L’université et moi : 1-Avant la Psychologie

L’université et moi : 1-Avant la Psychologie

C’était une fin d’après-midi, disons de novembre 1966. J’étais alors étudiant en psychologie et je terminais ma licence. Je terminais lentement. Car l’année précédente, je m’étais fait royalement coller aux deux certificats de psycho-physiologie, à la session de juin, comme à la session d’octobre.

En fait, la licence de psycho était bizarre. Elle était délivrée à la fois par la Faculté des Lettres et Sciences Humaines et par la Faculté des Sciences. On pouvait la prendre par les deux bouts. Après une première année scientifique ou littéraire, on passait d’abord les certificats correspondants, puis on allait dans l’autre faculté passer le reste.

(Enregistrements d'annotation de formes)
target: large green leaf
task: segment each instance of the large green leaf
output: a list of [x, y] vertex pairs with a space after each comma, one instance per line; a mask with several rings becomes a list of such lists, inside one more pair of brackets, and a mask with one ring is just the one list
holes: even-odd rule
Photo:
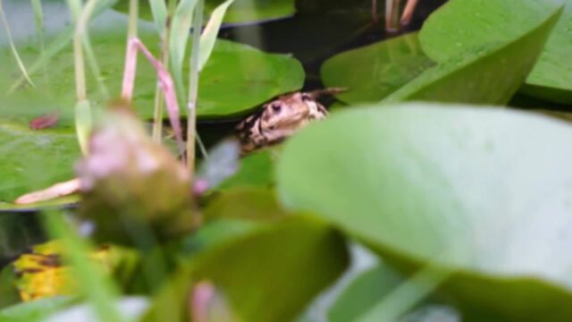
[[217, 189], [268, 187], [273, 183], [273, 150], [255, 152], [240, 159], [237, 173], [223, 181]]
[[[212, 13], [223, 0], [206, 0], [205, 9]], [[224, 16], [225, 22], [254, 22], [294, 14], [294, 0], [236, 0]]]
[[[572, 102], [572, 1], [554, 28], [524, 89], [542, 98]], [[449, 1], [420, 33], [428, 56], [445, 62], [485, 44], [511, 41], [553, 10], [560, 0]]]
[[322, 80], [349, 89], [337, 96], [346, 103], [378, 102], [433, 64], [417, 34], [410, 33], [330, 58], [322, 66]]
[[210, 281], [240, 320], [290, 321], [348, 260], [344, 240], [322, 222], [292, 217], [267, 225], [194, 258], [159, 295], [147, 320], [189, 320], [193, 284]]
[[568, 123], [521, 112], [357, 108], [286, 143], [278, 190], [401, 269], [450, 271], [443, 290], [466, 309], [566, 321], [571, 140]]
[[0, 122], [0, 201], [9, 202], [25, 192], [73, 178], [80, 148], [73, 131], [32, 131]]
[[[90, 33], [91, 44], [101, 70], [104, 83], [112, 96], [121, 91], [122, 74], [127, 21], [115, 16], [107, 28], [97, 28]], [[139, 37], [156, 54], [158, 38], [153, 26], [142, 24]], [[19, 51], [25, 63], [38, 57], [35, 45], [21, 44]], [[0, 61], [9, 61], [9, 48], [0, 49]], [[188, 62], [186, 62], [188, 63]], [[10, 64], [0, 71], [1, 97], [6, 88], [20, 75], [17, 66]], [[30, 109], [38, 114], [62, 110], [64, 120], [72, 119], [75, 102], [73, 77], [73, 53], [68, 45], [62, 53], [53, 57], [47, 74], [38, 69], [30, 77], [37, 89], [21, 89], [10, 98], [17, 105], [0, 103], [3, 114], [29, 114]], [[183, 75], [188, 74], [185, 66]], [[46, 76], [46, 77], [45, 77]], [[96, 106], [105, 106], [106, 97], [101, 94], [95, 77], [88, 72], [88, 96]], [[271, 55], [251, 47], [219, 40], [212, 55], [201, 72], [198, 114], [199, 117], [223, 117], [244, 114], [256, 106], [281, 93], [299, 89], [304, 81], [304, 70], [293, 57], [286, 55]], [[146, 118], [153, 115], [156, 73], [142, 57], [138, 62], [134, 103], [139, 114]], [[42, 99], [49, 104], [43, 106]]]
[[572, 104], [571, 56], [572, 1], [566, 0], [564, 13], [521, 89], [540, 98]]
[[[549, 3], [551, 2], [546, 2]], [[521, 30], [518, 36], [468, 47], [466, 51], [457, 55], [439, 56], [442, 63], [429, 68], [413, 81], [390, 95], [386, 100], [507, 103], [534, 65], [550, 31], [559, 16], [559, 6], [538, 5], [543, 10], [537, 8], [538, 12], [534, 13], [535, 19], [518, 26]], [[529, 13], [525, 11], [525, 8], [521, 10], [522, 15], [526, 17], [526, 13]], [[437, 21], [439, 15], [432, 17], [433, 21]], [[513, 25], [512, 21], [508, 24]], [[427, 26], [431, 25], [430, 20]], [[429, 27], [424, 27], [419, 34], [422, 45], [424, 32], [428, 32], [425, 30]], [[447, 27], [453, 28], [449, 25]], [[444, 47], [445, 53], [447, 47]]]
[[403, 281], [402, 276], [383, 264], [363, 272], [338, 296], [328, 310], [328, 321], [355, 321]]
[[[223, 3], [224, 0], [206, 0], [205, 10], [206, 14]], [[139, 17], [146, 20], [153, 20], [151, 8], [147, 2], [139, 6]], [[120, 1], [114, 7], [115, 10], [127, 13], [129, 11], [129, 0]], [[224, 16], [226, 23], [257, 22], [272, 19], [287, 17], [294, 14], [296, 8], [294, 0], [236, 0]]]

--

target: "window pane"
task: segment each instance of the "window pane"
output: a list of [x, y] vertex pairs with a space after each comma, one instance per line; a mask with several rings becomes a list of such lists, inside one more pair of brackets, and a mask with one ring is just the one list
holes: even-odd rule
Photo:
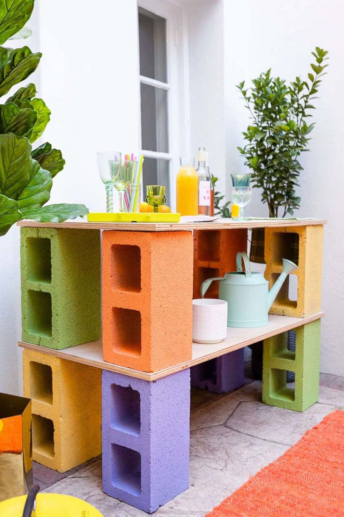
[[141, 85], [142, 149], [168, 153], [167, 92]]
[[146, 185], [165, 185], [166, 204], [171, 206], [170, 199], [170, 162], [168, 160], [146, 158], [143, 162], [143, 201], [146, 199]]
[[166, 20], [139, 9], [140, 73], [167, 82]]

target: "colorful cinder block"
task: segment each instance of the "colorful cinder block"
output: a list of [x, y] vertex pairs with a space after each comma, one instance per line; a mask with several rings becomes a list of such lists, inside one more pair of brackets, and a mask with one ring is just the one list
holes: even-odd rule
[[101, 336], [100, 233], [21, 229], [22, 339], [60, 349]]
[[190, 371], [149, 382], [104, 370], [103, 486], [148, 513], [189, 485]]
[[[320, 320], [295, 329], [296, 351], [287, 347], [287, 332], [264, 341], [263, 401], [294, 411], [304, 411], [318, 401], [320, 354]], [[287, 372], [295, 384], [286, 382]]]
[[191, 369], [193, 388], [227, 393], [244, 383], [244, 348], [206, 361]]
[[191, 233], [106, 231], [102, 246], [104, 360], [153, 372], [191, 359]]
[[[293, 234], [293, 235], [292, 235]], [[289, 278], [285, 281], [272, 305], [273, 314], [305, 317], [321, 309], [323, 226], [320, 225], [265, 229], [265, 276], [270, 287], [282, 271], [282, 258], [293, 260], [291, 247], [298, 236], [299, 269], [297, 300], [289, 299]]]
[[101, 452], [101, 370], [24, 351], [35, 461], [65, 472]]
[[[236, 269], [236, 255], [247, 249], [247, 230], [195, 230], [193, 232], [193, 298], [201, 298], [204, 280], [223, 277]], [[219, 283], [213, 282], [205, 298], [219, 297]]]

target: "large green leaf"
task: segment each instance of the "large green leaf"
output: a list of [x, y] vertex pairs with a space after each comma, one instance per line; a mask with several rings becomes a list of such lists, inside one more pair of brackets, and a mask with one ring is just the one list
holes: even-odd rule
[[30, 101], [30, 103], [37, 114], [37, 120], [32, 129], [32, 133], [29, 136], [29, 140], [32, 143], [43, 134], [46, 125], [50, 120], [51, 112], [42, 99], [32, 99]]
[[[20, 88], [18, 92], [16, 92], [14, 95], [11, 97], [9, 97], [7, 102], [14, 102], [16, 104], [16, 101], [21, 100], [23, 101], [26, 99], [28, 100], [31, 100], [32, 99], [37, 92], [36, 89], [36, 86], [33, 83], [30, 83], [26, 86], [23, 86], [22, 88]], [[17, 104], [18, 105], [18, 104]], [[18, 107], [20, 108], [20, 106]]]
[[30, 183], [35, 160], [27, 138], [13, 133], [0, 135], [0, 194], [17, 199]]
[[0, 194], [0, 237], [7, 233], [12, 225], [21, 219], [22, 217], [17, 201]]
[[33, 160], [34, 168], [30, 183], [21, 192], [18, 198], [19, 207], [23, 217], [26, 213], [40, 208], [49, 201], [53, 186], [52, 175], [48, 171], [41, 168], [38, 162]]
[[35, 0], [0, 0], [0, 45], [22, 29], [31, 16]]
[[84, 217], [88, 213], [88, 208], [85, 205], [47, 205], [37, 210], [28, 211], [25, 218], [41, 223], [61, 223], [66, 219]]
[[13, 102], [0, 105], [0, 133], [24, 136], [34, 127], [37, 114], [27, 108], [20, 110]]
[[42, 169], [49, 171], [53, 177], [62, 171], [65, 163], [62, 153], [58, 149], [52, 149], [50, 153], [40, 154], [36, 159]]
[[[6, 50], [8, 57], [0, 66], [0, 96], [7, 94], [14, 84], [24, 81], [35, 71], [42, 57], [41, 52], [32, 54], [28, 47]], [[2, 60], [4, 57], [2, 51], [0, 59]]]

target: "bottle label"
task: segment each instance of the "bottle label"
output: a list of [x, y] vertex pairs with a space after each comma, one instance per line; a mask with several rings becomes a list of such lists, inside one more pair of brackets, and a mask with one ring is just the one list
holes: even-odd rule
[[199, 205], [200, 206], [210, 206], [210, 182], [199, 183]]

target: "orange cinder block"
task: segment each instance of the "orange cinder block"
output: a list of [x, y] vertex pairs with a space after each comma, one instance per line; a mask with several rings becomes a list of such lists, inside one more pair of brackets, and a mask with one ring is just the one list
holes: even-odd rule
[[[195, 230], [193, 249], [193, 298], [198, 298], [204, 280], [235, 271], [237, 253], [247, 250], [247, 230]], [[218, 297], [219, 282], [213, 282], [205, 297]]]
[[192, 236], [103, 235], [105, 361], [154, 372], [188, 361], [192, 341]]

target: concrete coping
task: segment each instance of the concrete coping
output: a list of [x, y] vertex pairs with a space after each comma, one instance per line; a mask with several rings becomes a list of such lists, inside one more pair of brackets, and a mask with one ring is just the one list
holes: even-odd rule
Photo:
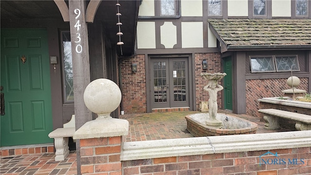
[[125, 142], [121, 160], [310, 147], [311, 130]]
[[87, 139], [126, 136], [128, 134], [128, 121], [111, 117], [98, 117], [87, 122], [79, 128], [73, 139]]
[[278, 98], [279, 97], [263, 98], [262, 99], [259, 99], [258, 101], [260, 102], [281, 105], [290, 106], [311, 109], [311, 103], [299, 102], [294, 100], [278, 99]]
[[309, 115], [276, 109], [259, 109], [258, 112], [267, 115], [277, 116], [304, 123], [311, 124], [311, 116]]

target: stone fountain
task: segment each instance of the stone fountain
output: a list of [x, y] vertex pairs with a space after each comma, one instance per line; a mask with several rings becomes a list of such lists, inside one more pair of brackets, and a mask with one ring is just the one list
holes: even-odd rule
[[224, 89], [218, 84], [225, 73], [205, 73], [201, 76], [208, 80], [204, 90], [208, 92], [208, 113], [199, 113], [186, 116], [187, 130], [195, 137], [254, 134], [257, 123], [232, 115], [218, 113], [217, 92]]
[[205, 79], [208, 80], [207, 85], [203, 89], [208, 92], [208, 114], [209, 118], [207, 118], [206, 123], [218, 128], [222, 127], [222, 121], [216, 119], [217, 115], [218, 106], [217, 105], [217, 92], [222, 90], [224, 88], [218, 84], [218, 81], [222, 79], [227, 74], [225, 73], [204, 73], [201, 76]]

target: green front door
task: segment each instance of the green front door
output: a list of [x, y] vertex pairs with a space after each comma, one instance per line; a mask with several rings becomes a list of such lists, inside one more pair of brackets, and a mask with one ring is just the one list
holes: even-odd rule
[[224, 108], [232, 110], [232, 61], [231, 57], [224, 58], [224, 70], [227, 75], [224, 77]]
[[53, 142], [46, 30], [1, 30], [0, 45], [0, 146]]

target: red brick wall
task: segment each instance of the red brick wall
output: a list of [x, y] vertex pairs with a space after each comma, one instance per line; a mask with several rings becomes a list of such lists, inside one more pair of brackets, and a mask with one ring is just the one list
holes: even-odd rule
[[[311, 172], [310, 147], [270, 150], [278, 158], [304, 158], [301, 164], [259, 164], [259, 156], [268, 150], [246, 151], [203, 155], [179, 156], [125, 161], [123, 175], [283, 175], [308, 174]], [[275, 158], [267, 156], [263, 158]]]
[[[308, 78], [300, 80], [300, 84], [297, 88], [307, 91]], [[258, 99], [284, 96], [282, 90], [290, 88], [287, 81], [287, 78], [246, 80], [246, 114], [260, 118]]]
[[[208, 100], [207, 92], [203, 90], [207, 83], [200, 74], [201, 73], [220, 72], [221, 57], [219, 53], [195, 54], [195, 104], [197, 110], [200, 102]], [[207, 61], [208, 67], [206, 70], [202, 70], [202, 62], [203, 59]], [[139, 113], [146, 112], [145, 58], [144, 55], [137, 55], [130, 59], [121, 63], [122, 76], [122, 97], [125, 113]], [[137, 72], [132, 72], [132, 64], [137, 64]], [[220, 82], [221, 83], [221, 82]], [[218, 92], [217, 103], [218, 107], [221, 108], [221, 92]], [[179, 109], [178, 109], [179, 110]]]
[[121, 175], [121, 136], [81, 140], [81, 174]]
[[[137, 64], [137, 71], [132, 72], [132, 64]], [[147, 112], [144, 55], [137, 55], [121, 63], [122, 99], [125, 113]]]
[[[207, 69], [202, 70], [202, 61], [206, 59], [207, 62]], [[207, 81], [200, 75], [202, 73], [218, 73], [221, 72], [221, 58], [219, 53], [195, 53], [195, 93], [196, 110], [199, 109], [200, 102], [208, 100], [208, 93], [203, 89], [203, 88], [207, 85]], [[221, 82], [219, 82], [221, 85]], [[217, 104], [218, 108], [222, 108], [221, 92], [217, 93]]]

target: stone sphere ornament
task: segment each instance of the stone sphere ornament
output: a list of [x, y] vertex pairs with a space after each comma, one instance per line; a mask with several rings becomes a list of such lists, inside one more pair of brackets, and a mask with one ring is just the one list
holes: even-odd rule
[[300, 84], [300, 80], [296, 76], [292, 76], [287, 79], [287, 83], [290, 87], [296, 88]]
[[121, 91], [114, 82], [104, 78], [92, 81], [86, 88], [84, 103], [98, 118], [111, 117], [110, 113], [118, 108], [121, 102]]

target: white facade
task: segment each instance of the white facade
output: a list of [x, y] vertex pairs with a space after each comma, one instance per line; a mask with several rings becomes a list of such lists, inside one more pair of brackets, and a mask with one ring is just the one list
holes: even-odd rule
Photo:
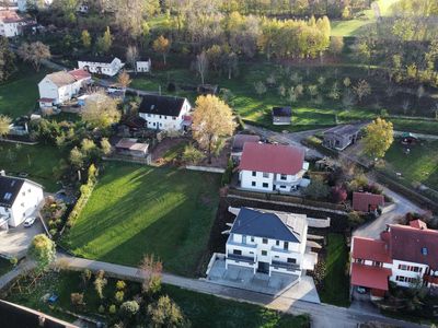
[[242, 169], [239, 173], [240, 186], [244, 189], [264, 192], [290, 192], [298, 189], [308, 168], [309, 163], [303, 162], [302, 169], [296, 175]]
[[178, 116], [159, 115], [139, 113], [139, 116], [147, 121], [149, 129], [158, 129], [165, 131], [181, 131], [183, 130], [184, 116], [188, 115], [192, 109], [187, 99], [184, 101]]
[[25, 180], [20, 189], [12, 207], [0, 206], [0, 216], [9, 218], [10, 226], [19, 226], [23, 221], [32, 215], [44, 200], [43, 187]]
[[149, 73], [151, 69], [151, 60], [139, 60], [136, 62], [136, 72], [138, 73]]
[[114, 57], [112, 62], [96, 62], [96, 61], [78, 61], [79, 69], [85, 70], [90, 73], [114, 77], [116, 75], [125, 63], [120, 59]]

Objectif de l'exercice: Poursuivez le récit sur la licence de psychologie à la suite de sa dernière phrase.

Résultat attendu:
J’étais « littéraire ». J’avais commencé mes études universitaires par une propédeutique lettres en même temps qu’une hypokhâgne de second choix. Mais j’avais passé deux bacs (à l’époque on en passait deux) assez scientifiques: un bac C en première (avec mention bien, madame !) et un bac de Sciences Expérimentales en terminale (avec mention assez-bien, pas si mal, mais moins bien, quand même). Mais, au fond de moi, je n’avais guère envie de faire des études scientifiques. Je voulais être prof de français. J’étais donc tout naturellement allé vers des études littéraires.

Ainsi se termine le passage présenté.